### Document text:
Hello everyone.
So I am kind of back again. I don't actually know why tho. I guess I just wanted to, again, write something in here so it won't look like I abandoned it as much as I actually did.
I actually wanted to talk about some things that has been bothering me for quite a while now. It's about a lot of things that is happening to my life right now. I don't know where to start tho.
Okay, let me start with me wanting to finally have a job. Any job or any business that may come my way. I feel like I needed to work or a work. I'm quite desperate about it as well. I'm actually thinking of applying as a janitress to wherever, as long as I get paid. I know this is kind of stupid and I can feel you guys making faces as you're reading this but I am 100000x serious. I am thinking of going back to blogging and giving my 100% this time but I know that I'll eventually get lazy doing it. I tried searching for any online jobs I can do but I didn't trust anything that I saw. I wanna work from home. I wanna work somewhere far from home. I wanna earn my own money and be able to buy things I wanted to buy for my self. You see? This is my problem. I don't know what I really wanted to do with my life. All I know right now is I want to have a job that can pay me enough for my needs.
Another thing is, family.

### Provided material:
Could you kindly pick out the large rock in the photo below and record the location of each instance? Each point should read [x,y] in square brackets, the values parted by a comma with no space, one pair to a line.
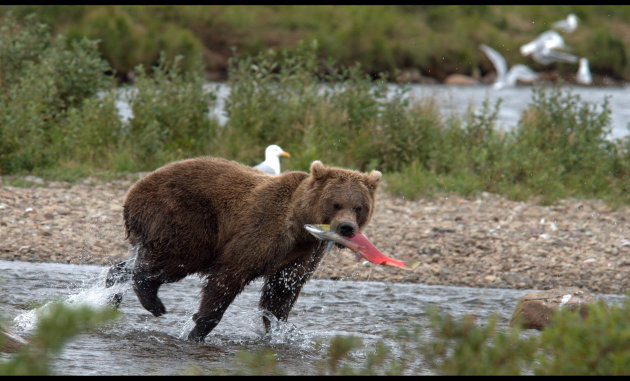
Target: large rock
[10,341]
[536,308]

### Problem details:
Please reproduce, word for word, the stretch of the blog post from "Okay, let me" through "for my needs.".

### Result below:
Okay, let me start with me wanting to finally have a job. Any job or any business that may come my way. I feel like I needed to work or a work. I'm quite desperate about it as well. I'm actually thinking of applying as a janitress to wherever, as long as I get paid. I know this is kind of stupid and I can feel you guys making faces as you're reading this but I am 100000x serious. I am thinking of going back to blogging and giving my 100% this time but I know that I'll eventually get lazy doing it. I tried searching for any online jobs I can do but I didn't trust anything that I saw. I wanna work from home. I wanna work somewhere far from home. I wanna earn my own money and be able to buy things I wanted to buy for my self. You see? This is my problem. I don't know what I really wanted to do with my life. All I know right now is I want to have a job that can pay me enough for my needs.